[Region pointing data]
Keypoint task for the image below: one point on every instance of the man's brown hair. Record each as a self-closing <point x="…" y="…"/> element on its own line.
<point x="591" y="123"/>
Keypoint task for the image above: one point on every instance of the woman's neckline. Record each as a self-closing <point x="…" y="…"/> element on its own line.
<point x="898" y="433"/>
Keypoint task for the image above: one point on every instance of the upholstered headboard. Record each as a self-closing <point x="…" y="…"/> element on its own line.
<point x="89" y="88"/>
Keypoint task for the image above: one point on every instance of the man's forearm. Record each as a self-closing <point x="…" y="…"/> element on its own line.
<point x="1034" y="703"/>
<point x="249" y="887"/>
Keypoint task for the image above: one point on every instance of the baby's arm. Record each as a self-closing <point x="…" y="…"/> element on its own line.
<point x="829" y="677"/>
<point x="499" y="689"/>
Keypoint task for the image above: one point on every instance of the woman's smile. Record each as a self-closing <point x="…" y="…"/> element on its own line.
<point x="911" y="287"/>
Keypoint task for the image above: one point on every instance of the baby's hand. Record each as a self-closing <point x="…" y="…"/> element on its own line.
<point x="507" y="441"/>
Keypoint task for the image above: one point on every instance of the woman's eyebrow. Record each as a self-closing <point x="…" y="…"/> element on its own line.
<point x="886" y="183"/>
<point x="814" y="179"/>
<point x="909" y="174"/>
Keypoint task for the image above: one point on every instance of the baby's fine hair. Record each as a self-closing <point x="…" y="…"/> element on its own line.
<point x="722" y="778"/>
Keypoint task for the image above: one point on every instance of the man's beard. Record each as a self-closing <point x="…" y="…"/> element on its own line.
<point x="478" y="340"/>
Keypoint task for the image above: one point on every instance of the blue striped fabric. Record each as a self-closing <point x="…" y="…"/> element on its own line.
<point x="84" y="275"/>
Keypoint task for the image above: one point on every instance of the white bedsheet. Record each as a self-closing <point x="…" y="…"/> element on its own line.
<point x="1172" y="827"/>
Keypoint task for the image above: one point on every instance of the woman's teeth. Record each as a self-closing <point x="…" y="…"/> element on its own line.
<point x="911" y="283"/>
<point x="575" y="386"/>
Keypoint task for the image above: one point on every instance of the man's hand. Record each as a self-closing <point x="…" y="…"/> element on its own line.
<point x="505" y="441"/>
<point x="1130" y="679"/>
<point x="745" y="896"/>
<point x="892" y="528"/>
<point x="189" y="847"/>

_Problem description:_
Each entry above must be printed exactly as written.

_Final answer:_
Keypoint task for the image below: one point on every instance of the man's brown hair. Record each as a self-closing <point x="…" y="…"/> element on its own line.
<point x="591" y="123"/>
Keypoint task for the image above: one point on every instance of the woman's neckline. Record each as a self-closing <point x="…" y="…"/> element on its own line.
<point x="898" y="433"/>
Keypoint task for the image above: one point on every instance of the upholstered headboard. Record each as a self-closing <point x="…" y="…"/> element on its own line.
<point x="89" y="88"/>
Keypoint task for the image above: one point on every instance of the man's forearm. Record each as a self-closing <point x="…" y="…"/> element on its own line.
<point x="1034" y="703"/>
<point x="249" y="887"/>
Keypoint task for the image above: one point on every instance of the baby's arm. Record each as a self-closing <point x="…" y="…"/> element on its own line.
<point x="829" y="677"/>
<point x="499" y="689"/>
Keypoint task for the image above: one point on every instance of the woman's smile. Record each as a self-closing <point x="…" y="…"/> element on its own line.
<point x="911" y="287"/>
Keypoint task for the image above: one point on every instance of the baby's hand. Record each as a self-closing <point x="…" y="…"/> element on its own line.
<point x="507" y="441"/>
Keypoint task for the image above: one point on every instance of the woman's eyebrow. Record each as a self-closing <point x="…" y="…"/> element on its own line.
<point x="886" y="183"/>
<point x="814" y="179"/>
<point x="909" y="174"/>
Keypoint task for the image above: one point on every instance of the baby's fine hair. Record each as a self-closing <point x="…" y="…"/> element on its own line.
<point x="722" y="778"/>
Keypoint task for the image above: one point on every instance of the man's beard. Record each as a self-closing <point x="…" y="…"/> element on its own line.
<point x="478" y="340"/>
Keypoint task for the image above: one point on every instance of the blue striped fabric. Record each as a self-closing <point x="…" y="…"/> element on its own line.
<point x="84" y="275"/>
Keypoint task for the image above: one point on every instance of the white bedsheet. Record each as a self-closing <point x="…" y="…"/> element on its own line.
<point x="1172" y="827"/>
Keypoint task for the image above: one point on every instance of the woman's teeth. Record each as a self-closing <point x="…" y="…"/> element on its own line.
<point x="911" y="283"/>
<point x="575" y="386"/>
Keypoint task for the image above: one point on every instance of the man's hand. Record each as a self-closing <point x="…" y="…"/> element on its own line.
<point x="505" y="441"/>
<point x="1130" y="679"/>
<point x="745" y="896"/>
<point x="892" y="528"/>
<point x="189" y="847"/>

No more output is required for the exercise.